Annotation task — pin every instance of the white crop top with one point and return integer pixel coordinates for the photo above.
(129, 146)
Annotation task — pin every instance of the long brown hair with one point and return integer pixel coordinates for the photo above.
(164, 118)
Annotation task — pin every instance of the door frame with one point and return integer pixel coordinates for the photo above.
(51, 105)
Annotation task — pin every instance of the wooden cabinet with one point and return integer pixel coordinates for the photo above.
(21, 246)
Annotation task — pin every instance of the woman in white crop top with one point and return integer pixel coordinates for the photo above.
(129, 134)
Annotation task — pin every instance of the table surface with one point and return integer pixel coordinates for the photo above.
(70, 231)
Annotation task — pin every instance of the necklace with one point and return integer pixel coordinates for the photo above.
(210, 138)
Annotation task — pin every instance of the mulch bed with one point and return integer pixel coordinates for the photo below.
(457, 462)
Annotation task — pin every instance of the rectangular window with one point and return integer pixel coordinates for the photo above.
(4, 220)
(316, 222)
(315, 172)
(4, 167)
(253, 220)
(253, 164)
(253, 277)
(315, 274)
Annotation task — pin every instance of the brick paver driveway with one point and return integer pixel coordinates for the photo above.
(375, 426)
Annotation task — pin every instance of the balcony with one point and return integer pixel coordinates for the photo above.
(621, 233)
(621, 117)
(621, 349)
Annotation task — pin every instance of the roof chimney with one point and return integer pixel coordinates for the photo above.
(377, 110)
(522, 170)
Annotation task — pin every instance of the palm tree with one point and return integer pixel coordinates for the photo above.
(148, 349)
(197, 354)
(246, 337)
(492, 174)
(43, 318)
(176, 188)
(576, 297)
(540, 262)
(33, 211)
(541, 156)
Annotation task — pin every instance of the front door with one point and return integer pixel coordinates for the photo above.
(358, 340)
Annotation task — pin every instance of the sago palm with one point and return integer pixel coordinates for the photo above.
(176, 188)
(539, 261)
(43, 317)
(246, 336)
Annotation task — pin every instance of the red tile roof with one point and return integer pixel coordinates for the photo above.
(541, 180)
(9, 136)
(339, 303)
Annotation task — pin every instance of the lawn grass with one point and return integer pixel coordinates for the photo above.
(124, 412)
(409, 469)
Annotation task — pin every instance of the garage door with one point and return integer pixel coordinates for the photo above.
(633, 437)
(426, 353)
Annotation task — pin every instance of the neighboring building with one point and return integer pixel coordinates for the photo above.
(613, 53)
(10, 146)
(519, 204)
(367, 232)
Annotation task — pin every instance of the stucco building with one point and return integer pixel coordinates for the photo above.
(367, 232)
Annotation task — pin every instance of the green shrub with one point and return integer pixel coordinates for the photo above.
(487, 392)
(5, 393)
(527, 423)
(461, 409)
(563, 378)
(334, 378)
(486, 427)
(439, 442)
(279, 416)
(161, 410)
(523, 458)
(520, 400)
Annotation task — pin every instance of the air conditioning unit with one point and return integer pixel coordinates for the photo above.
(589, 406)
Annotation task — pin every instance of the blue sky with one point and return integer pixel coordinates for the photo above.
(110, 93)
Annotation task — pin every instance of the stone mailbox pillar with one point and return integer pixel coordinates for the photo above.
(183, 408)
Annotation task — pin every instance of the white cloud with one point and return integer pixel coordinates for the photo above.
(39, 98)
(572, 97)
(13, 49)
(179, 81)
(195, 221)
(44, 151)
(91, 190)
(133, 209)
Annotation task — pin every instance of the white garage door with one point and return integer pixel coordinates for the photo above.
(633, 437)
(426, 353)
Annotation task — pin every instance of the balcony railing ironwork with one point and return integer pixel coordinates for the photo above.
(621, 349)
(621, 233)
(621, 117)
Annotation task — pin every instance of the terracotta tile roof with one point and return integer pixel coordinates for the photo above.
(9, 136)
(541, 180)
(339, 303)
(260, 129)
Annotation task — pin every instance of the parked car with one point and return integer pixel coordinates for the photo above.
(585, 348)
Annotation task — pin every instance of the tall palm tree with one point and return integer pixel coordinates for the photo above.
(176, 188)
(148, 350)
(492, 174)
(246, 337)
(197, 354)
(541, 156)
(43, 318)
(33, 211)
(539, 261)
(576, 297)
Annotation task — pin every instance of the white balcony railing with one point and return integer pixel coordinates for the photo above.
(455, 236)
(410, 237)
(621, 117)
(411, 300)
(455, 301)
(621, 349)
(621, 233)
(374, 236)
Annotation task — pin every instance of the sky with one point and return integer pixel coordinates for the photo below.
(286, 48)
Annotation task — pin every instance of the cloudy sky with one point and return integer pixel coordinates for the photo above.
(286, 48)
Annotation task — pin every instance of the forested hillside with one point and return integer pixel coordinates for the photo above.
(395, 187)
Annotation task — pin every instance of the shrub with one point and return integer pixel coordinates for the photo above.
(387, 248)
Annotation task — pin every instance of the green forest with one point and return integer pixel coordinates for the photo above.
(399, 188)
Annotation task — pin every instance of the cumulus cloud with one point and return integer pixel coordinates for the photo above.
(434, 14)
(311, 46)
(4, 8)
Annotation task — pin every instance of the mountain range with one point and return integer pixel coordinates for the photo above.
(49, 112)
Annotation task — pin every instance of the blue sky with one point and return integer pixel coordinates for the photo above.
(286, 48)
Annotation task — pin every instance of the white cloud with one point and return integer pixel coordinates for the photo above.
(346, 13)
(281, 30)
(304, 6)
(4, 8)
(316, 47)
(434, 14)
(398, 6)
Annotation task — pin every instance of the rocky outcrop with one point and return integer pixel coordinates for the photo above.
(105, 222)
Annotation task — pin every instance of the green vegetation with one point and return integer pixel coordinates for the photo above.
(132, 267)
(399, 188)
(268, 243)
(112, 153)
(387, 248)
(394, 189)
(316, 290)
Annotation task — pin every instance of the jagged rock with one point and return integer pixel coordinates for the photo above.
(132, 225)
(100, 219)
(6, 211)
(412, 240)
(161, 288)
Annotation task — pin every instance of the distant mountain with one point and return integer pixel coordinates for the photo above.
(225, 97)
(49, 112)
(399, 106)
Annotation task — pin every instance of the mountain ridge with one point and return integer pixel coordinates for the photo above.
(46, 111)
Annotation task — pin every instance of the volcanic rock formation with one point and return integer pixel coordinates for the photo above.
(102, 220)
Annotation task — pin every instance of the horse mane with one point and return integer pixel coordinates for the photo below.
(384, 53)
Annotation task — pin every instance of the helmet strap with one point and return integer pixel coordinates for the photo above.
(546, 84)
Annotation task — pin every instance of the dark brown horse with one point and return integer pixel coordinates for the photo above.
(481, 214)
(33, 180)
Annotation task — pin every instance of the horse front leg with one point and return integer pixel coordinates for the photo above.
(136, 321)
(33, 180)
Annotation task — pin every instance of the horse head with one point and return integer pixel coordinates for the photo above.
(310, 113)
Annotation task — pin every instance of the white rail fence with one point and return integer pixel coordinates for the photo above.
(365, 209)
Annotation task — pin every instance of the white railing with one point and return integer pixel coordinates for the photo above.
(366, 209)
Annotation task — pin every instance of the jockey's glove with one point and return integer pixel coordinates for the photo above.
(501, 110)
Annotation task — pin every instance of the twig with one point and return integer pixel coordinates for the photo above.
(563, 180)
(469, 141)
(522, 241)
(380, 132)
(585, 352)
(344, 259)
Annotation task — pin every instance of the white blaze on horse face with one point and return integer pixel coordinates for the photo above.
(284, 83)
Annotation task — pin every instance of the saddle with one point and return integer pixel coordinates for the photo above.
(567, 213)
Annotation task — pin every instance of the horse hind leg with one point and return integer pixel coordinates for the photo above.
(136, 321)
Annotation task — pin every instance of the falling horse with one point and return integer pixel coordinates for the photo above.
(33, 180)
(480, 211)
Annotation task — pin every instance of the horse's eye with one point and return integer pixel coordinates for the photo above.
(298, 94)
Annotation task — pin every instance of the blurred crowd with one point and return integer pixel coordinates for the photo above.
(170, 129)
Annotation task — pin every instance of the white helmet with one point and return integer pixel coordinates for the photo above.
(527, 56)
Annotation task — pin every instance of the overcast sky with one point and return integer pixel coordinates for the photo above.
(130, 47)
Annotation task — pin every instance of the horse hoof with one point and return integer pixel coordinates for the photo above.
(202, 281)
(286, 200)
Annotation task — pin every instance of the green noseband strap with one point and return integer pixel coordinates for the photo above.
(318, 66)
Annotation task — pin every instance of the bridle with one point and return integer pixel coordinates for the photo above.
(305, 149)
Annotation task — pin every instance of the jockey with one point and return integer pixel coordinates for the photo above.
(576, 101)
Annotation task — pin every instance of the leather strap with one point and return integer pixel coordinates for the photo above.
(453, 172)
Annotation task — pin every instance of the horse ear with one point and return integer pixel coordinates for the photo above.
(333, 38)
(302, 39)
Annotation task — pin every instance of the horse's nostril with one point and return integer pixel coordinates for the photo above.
= = =
WHAT IS ASKED ->
Write out again, exactly, the lines from the one holding "Annotation task — pin every instance of the bridle" through the end of the listing, with both ends included.

SOLUTION TO THIS EXERCISE ->
Annotation task — pin every instance of the bridle with one point and return integer pixel coordinates for the photo above.
(305, 149)
Annotation task — pin every instance of the jockey with one point and return integer pixel coordinates for the photo above.
(576, 101)
Annotation task — pin every instance of the leather strap with one point and return integer pixel coordinates for the photo above.
(453, 172)
Annotation task — pin every instance of the horse ear with one point and return integer pixel coordinates for the photo above.
(333, 38)
(302, 39)
Annotation task — pin every instance of the horse's nostril with one point and return integer pixel coordinates for the photo above.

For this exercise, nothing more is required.